Raw data >>

+ + + + +

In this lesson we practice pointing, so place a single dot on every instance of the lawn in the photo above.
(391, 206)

+ + + + +

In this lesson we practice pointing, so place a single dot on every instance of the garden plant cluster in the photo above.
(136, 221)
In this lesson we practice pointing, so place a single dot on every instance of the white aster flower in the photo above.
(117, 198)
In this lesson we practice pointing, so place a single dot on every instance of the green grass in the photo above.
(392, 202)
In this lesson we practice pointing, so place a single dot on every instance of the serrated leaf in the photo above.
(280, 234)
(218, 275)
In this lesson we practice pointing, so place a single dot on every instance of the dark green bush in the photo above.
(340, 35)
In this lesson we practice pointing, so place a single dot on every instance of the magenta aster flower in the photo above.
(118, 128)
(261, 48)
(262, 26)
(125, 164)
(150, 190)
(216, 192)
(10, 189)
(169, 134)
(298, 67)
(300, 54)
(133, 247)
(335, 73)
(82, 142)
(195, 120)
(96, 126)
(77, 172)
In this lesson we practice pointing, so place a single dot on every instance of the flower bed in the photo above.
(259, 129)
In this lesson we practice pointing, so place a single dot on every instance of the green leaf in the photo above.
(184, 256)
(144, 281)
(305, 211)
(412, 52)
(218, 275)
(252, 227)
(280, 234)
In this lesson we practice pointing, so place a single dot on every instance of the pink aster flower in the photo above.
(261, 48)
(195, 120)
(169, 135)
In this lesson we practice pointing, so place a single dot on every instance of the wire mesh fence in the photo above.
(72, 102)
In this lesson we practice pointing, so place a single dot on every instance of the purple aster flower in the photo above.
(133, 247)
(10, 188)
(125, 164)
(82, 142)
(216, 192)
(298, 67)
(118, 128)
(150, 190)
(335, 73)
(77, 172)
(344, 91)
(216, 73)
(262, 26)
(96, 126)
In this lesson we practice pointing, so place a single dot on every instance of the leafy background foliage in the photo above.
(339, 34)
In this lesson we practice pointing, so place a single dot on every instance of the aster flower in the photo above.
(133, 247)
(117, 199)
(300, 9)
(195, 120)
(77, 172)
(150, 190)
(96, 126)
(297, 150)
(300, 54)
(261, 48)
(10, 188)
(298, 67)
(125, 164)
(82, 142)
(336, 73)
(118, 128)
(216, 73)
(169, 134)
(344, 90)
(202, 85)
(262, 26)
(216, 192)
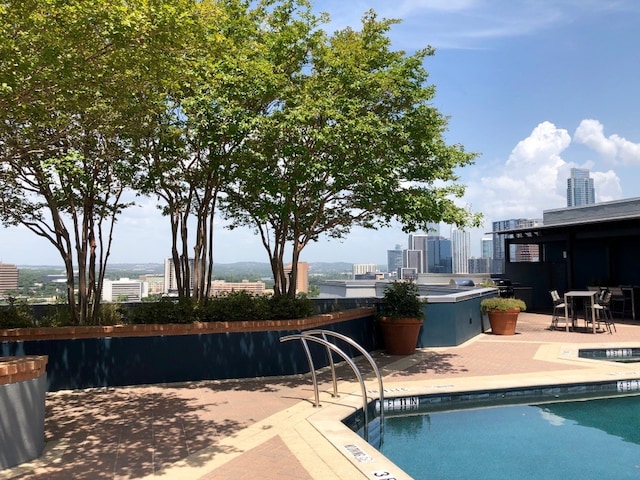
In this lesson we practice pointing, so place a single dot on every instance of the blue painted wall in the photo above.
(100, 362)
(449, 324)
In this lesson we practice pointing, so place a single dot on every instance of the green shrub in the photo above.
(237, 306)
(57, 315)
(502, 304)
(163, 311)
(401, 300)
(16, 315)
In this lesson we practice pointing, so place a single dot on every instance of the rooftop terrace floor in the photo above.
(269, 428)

+ + + + +

Problem description >> Extract, without alteration, every line of the data above that contains the word "green".

Expected answer >>
In this lesson we practice pointing, so place a single dot on every instance of the green grass in the photo above.
In this lesson we practice pointing, so place a single dot on every instance of the dark green bush in the photo above.
In this lesson we practice pointing, so place a single dot on every instance of the green leaf in the photo above.
In this lesson we practice pointing, so place a single dot on every instance of the green shrub in the photo above.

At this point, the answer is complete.